▶ [Required tasks]:
A: Translate this sentence from the text on the 1954 Nature Conservation Act into German: "It exerted considerable influence on conservation work for more than one and a half decades."
B: From the text on the 1954 Nature Conservation Act, extract the passage word for word, starting at the words "The first draft" and stopping after "objects, and sanctions.".

▶ [Excerpt]:
::::::
The 1954 Nature Conservation Act

The first draft of a new conservation law to replace the Reich Conservation Act was completed in 1952. Two years later, the RNG was superseded in the GDR by the Act for the Preservation and Care of Nature in the Homeland (Nature Conservation Act) of August 4, 1954.[1] It exerted considerable influence on conservation work for more than one and a half decades. The Nature Conservation Act of 1954 followed the Reich Conservation Act quite closely in its sections on nature reserves, natural monuments, protected animals and plants, nature conservation administration, honorary conservation officers, the designation of protected areas and objects, and sanctions.

Its overall aims tended to be traditional and preservationist, but it contained new passages reflecting recent developments in the objectives and practices of nature conservation, and in this respect was an improvement over the Reich Conservation Act. In its preamble, it emphasized the scientific aspects of nature conservation alongside ethical principles and reflected certain theoretical developments which came to play an important role in the designation of protected areas and objects.
::::::
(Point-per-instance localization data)
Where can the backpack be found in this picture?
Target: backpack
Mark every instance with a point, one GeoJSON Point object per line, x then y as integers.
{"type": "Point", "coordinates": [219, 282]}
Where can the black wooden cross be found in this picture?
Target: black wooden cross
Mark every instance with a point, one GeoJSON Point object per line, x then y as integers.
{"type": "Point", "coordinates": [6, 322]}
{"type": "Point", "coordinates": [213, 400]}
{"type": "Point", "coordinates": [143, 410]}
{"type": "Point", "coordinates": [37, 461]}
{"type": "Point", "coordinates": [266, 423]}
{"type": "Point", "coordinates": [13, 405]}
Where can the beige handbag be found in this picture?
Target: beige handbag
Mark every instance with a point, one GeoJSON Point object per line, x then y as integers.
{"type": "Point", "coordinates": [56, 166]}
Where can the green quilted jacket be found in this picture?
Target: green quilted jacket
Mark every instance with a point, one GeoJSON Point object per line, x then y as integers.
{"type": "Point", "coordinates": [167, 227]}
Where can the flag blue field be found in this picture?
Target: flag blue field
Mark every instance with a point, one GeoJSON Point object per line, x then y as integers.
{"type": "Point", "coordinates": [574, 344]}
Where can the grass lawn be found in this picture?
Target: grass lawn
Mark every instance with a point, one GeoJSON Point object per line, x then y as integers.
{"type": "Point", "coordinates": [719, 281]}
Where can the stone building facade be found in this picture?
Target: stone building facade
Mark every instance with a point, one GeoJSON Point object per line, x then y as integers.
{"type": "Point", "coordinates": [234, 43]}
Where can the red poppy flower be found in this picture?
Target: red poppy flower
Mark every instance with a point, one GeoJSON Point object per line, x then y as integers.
::::::
▶ [Written responses]:
A: Es übte mehr als anderthalb Jahrzehnte lang erheblichen Einfluss auf die Naturschutzarbeit aus.

B:
The first draft of a new conservation law to replace the Reich Conservation Act was completed in 1952. Two years later, the RNG was superseded in the GDR by the Act for the Preservation and Care of Nature in the Homeland (Nature Conservation Act) of August 4, 1954.[1] It exerted considerable influence on conservation work for more than one and a half decades. The Nature Conservation Act of 1954 followed the Reich Conservation Act quite closely in its sections on nature reserves, natural monuments, protected animals and plants, nature conservation administration, honorary conservation officers, the designation of protected areas and objects, and sanctions.